The intermonth spreads for benchmark Dubai crude futures narrowed in mid-morning trade in Asia on July 17 as extended weak demand and expectations of rising supply in August continued to weigh on sentiment.
The August/September Dubai futures intermonth spread was pegged at 3 cents/b backwardation at 11 am Singapore time (0300 GMT), narrowing 9 cents/b from the previous Asian close, S&P Global Platts data showed.
The September/October spread slipped into a contango of 5 cents/b at 0300 GMT from a backwardation of 2 cents/b at the Asia close July 16, the data showed.
Spot differentials in the sour crude oil market have slumped following a hike in official selling prices by Middle Eastern producers earlier in July.
Supply is also expected to increase from August after OPEC+ members on July 15 agreed to roll back a 9.7 million b/d production cut imposed in May to 7.7 million b/d in August as planned, despite talk the deeper cut may be extended as the coronavirus pandemic continues to weigh on global demand.
The rolling back of the cut was unlikely to result in an immediate rise in crude throughput and oil products output due to the fragility of the global fuel demand recovery, market sources said.
Reflecting weaker physical market sentiment, the cash/futures spread for Dubai crude narrowed sharply July 16. The M1/M3 spread was assessed at a premium of 74 cents/b at the Asia close, narrowing 44 cents/b, or 37% from the day before.
"Chinese refinery demand is still sluggish," a Singapore-based trader said, adding that oil supply remained ample.

* What this task involves *
Answer these questions from the Dubai crude futures article:
1. At what level was the August/September Dubai futures spread pegged at 11 am Singapore time?
2. To what level did OPEC+ members agree to roll back the production cut in August?
3. How did a Singapore-based trader describe Chinese refinery demand?

* Recorded data *
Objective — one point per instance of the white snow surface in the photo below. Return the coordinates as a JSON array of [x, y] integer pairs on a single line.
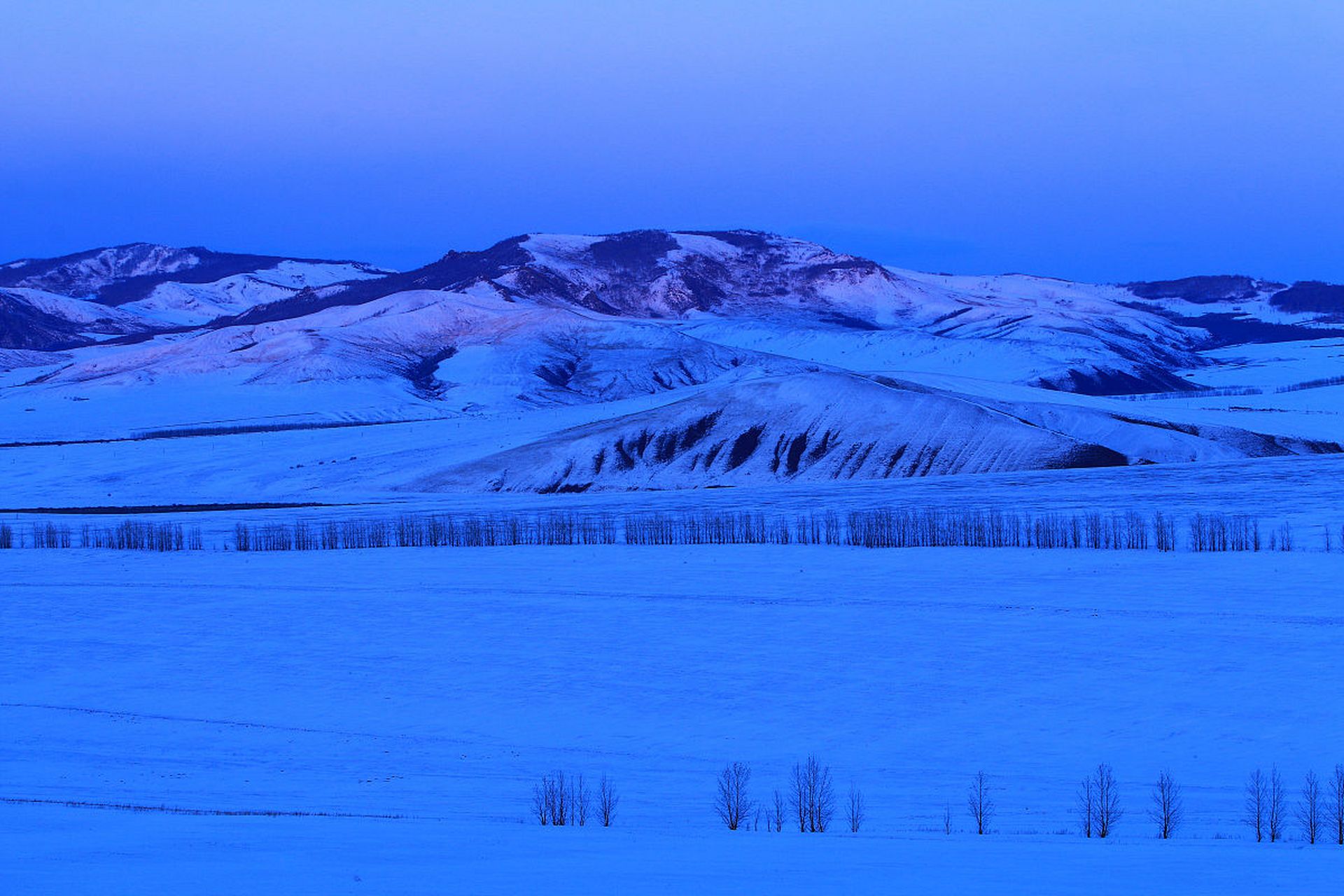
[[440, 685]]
--
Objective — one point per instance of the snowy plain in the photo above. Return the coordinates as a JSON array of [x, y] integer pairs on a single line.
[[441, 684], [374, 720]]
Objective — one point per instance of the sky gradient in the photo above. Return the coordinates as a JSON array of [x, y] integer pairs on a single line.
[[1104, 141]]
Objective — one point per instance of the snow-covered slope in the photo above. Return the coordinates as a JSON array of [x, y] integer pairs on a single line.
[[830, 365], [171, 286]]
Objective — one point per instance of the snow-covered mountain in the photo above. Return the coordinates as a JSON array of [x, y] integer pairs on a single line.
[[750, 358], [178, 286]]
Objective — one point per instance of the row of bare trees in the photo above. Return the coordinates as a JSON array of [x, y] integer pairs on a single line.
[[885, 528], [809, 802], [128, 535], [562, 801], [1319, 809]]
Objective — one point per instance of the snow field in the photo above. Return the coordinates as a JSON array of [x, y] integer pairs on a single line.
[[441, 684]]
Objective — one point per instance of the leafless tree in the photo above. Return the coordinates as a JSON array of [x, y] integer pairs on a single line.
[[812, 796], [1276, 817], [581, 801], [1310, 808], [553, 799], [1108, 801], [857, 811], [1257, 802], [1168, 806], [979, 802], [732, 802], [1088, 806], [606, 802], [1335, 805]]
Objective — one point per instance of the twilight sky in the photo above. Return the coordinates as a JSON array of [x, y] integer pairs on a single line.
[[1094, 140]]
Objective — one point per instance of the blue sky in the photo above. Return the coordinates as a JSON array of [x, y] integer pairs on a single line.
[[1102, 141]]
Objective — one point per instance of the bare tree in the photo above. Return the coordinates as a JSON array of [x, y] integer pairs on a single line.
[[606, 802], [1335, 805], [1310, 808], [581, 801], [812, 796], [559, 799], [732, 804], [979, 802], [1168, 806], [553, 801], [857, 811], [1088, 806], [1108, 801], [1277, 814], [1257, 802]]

* Response area *
1. 3 cents/b backwardation
2. 7.7 million b/d
3. As "still sluggish"